### INPUT MATERIAL
------------------------------------------------

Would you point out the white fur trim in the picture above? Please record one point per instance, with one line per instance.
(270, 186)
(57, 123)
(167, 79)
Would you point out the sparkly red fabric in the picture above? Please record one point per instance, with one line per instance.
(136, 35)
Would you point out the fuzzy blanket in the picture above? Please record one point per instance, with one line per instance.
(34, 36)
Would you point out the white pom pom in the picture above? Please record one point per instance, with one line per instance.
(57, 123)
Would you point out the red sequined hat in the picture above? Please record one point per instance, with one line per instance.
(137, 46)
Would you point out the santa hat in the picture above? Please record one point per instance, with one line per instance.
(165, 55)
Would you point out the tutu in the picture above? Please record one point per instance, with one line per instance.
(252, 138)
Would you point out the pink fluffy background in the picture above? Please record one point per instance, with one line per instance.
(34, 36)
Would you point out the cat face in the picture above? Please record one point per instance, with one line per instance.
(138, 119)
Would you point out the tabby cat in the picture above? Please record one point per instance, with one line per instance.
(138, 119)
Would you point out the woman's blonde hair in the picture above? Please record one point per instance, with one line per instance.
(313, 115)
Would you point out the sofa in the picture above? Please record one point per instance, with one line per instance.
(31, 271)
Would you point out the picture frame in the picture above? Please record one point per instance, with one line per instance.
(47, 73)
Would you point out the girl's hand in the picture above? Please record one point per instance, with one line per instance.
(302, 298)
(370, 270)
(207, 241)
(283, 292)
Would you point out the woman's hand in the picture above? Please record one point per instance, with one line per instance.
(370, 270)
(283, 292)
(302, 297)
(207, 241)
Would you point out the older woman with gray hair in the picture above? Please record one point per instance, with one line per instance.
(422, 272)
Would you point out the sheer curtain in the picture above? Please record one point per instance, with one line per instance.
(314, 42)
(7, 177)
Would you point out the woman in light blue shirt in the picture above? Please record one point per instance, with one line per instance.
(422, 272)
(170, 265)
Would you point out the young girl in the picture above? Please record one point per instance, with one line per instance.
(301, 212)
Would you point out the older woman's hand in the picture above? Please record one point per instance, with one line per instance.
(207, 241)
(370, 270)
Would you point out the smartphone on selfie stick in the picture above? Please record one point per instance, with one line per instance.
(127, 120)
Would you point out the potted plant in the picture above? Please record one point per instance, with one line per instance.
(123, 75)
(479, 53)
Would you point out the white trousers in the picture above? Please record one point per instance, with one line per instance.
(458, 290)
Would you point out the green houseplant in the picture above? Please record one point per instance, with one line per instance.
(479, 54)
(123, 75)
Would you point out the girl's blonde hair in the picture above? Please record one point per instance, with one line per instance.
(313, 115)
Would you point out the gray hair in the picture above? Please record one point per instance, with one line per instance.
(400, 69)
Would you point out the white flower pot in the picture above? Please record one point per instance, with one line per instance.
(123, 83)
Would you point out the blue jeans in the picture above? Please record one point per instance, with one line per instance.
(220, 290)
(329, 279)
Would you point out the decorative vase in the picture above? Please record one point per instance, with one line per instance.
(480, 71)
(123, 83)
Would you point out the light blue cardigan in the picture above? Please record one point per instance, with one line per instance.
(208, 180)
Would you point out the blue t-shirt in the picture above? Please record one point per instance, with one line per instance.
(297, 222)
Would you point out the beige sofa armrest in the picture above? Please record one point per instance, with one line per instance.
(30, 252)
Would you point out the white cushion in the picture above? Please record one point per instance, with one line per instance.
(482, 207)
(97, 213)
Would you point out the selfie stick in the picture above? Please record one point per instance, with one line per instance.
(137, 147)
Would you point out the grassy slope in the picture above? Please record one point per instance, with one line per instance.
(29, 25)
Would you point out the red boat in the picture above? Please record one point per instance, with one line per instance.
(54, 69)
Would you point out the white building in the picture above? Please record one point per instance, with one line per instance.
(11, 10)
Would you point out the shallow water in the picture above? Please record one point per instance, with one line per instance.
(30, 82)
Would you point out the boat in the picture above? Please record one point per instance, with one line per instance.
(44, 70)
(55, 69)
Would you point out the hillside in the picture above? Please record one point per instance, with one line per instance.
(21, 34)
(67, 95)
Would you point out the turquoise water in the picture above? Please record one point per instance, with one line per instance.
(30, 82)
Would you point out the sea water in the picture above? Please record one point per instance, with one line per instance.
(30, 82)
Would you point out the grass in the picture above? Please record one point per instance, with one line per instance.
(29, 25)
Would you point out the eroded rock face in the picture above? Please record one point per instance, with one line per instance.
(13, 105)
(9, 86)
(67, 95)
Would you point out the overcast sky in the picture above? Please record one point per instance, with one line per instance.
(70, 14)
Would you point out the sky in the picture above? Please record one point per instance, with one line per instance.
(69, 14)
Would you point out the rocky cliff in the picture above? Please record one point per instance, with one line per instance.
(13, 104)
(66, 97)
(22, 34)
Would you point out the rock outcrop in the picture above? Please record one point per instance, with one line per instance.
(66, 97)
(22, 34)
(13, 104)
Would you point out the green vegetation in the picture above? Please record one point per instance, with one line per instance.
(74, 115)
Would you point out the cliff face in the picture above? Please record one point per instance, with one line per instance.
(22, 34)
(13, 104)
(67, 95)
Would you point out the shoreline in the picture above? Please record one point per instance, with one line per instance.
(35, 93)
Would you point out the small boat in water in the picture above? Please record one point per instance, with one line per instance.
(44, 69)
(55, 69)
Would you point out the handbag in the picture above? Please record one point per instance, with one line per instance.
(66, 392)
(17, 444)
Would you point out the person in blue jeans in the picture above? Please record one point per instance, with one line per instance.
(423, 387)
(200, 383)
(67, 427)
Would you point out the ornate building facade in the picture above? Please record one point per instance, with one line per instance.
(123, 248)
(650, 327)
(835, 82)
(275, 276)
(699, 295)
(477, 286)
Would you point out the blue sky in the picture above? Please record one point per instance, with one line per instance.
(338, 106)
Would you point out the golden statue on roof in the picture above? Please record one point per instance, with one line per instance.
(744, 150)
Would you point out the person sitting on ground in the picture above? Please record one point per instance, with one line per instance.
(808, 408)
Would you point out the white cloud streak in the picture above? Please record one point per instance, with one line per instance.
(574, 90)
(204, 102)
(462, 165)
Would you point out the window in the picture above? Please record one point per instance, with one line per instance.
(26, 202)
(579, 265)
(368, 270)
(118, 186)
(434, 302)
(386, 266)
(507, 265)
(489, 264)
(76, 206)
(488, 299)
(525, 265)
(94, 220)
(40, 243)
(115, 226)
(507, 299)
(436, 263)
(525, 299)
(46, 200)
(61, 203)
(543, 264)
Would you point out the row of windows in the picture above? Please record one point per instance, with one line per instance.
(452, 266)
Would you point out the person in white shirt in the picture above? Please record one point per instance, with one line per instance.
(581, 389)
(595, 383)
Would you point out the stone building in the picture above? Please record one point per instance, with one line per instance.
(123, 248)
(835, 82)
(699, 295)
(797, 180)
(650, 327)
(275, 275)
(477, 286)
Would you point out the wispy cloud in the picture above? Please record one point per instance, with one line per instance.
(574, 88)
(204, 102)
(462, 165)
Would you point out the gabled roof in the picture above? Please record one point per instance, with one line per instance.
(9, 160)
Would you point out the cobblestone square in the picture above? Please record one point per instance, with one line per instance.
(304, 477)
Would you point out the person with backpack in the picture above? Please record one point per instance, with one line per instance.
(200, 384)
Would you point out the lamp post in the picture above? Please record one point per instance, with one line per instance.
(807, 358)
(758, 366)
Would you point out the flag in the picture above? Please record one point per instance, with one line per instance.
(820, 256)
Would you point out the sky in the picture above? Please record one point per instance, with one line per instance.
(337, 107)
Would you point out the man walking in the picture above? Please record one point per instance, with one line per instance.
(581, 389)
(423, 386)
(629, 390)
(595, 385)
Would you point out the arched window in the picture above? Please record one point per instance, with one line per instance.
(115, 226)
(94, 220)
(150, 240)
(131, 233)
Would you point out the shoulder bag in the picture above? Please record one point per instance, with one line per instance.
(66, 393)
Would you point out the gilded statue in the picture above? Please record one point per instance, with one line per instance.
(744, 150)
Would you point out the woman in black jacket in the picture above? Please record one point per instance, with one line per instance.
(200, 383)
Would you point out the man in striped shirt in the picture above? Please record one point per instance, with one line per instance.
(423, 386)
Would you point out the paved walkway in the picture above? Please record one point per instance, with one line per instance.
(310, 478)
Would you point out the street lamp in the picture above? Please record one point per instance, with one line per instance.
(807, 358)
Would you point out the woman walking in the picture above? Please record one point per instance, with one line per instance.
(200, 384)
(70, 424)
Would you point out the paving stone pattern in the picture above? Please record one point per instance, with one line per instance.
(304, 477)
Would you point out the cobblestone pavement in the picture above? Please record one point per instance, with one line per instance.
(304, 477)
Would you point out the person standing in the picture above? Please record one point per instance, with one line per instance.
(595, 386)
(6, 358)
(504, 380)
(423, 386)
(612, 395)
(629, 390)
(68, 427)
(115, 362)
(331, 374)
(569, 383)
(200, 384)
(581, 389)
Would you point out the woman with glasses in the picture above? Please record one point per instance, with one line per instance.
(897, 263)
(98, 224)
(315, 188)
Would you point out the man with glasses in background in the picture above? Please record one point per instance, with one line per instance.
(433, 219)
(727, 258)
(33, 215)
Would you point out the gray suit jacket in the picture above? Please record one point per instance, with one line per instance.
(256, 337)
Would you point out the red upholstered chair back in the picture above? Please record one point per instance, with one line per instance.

------------------------------------------------

### WHAT TO PRODUCE
What needs duplicating is the run of lines from the one containing "Would you point out the woman with" through the last line of the entries above, exact and complete.

### ANSWER TO THIS PROBLEM
Would you point out the woman with glasses in the picture above? Please record one point per instance, with one line per instance.
(897, 263)
(98, 224)
(315, 188)
Would you point out the man with glasses in background in the picture above? Please record one point per instance, with one line per instance.
(433, 219)
(727, 258)
(33, 215)
Would you point out the gray suit jacket in the picture above? Please record one point per instance, with one line per instance.
(256, 337)
Would you point out the red upholstered chair back in the picture above? Please record one point per instance, with one line per instance.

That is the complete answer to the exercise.